++++ Texte extrait
C’est un fait, l’entertainment n’a jamais été autant au cœur de nos sociétés qu’à l’heure actuelle. Les signes ne trompent pas : les secteurs du jeu vidéo et des séries sont en train d’exploser, les consommateurs sont en quête perpétuelle d’expériences divertissantes et les professionnels du marketing et de la publicité n’ont de cesse d’injecter les bonnes pratiques de l’entertainment dans leurs travaux.
Nous avons de plus en plus de temps à accorder aux divertissements pour nous détendre et nous distraire, mais il semblerait que l’entertainment, dont les jeux vidéo font partie, ait à présent une nouvelle vocation : celle d’éveiller nos esprits. En effet, le divertissement a plusieurs facettes; une, purement distrayante, commerciale et industrielle, et une autre, visant à éduquer, élever et cultiver au travers d’expériences enrichissantes.
La complexité de ce secteur soulève un certain nombre de questions : la promesse aspirationnelle que semble faire l’entertainment est-elle fondée et tenue ? L’entertainment a-t-il un véritable impact sur nos sociétés, et si oui, dans quelle mesure ? Influence-t-il notre société au point de la gamifier ?
Une promesse aspirationnelle : l’entertainment nous rend-il meilleur ?
Ces vingts dernières années, la promesse faite par l’entertainment a largement évolué. Le secteur du jeu vidéo est à ce sujet l’un des plus représentatifs de cette mutation. A l’époque, les jeux étaient valorisés pour leur fonction primaire : divertir. La communication autour des sorties était axée sur les caractéristiques de base des jeux et faisait principalement appel à l’esprit joueur et compétitif de ses cibles. En 1999, la publicité télévisée de Tomb Raider : La Révélation Finale, 4ème opus d’une des franchises de jeux d’action-aventure les plus célèbres, se conclut sur ces quelques mots : ” Will the next tomb Lara Croft enters be her own ? Get the game, find out ! ” (La prochaîne tombe que Lara Croft découvrira sera-t-elle la sienne ? Achète le jeu et découvre la réponse !). Et pourtant, 16 ans plus tard, des titres tels que la série des Assassin’s Creed jouent de plus en plus avec des notions éditoriales aspirationnelles : en signant “ Oppression has to end ” (L’Oppression doit prendre fin) pour Syndicate en 2015 et “ Rise ” (Soulevez-vous) pour Assassin’s Creed 3, au lendemain du Printemps Arabe en 2012.
++++++++
++++ Données fournies
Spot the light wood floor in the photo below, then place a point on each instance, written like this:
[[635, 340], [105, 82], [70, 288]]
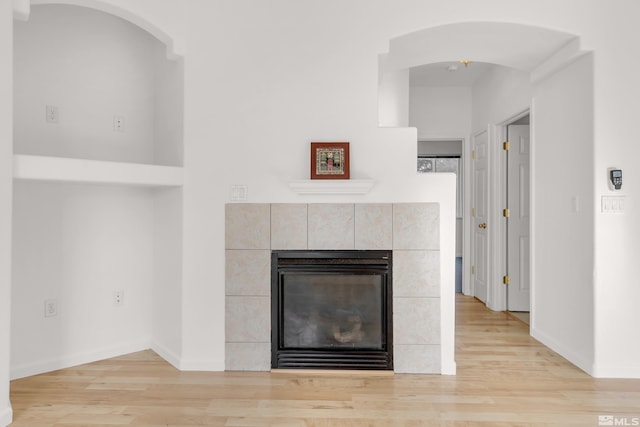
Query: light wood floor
++++++++
## Consigne écrite A:
D'après le texte sur l'entertainment, quelle signature accompagnait Assassin's Creed Syndicate en 2015 ?
## Consigne écrite B:
Reformulez sous forme de liste le paragraphe du texte sur l'entertainment qui commence par « Nous avons de plus en plus de temps », en conservant ses faits essentiels.
## Consigne écrite C:
Rédigez la suite du texte sur l'entertainment, en reprenant après sa dernière phrase.

## Réponse finale A:
« Oppression has to end » (L'Oppression doit prendre fin).

## Réponse finale B:
- Nous consacrons de plus en plus de temps aux divertissements pour nous détendre et nous distraire.
- L'entertainment, dont font partie les jeux vidéo, semble désormais avoir une nouvelle vocation : éveiller nos esprits.
- Le divertissement présente deux facettes : l'une purement distrayante, commerciale et industrielle, l'autre visant à éduquer, élever et cultiver grâce à des expériences enrichissantes.

## Réponse finale C:
De plus en plus de séries et jeux vidéo ont pour ambition de faire davantage que du pur divertissement. On note, par exemple, Life Is Strange de Square Enix, qui a sorti très récemment son prequel “ Before the storm ” (Avant la tempête) avec une campagne signée “ One person can change everything ” (Une personne peut tout changer) ou encore la série Netflix, Thirteen Reasons Why, qui met sur la table certains sujets tabous tels que le suicide, le deuil, l’adultère, l’amitié, le viol et la dépression. Telles sont les promesses de l’entertainment d’aujourd’hui. Mais sont-elles toujours tenues ou servent-elles uniquement à la communication ? Il est difficile de répondre à cette question de façon tranchée, au risque de faire une généralité inexacte. Une chose est sûre, Life Is Strange et Thirteen Reasons Why ont généré énormément de conversations et ont, a priori, aidé de nombreux fans dans leur vie personnelle.
Il faut rappeler que cette tendance aspirationnelle va aussi de paire avec une grande mutation dans la conception des jeux vidéo, qui tend désormais à accorder autant d’importance au scénario et à l’immersion narrative qu’au gameplay. Aujourd’hui, les gamers ont besoin d’histoires auxquelles s’accrocher, et surtout de personnages auxquels s’identifier. On constate également que de plus en plus de séries nous surprennent avec des scénarios plus enrichissants et des personnages moins parfaits mais plus réalistes. On remarque d’ailleurs que Netflix a opté pour un traitement plus humains de ses héros Marvel : sous le prisme du “ street level superheroes ”, ces personnages ont des pouvoirs mais restent de simples êtres humains. En créant des conversations autour de thématiques nouvelles, l’entertainment devient acteur du développement culturel. On peut estimer que la promesse aspirationnelle est en partie remplie.
L’influence de l’entertainment sur nos sociétés
Les grands acteurs du divertissement ont un impact qui se dessine clairement dans nos vies et sur nos comportements. Le besoin de storytelling et d’immersion ainsi que la quête constante d’expériences se font ressentir chez la grande majorité d’entre nous. Alors que les choix présentés aux consommateurs n’ont jamais été aussi multiples et que l’on tend à aller vers un mode de consommation en “ self service ”, la nécessité de divertir à tout prix, partout, tout le temps et de manière personnalisée et contextualisée est de plus en plus forte. Nous avons aujourd’hui la capacité de choisir ce que l’on veut consommer, où et quand on le souhaite. Le divertissement est partout et l’augmentation de notre temps libre accentue son omniprésence. Les personnes qui utilisent les transports en commun s’ennuient ? Proposons leur une application de jeu smartphone pour y remédier ! La publicité classique n’arrive plus à toucher les jeunes ? Proposons leur de vivre des expériences et développons l’advergaming pour y remédier !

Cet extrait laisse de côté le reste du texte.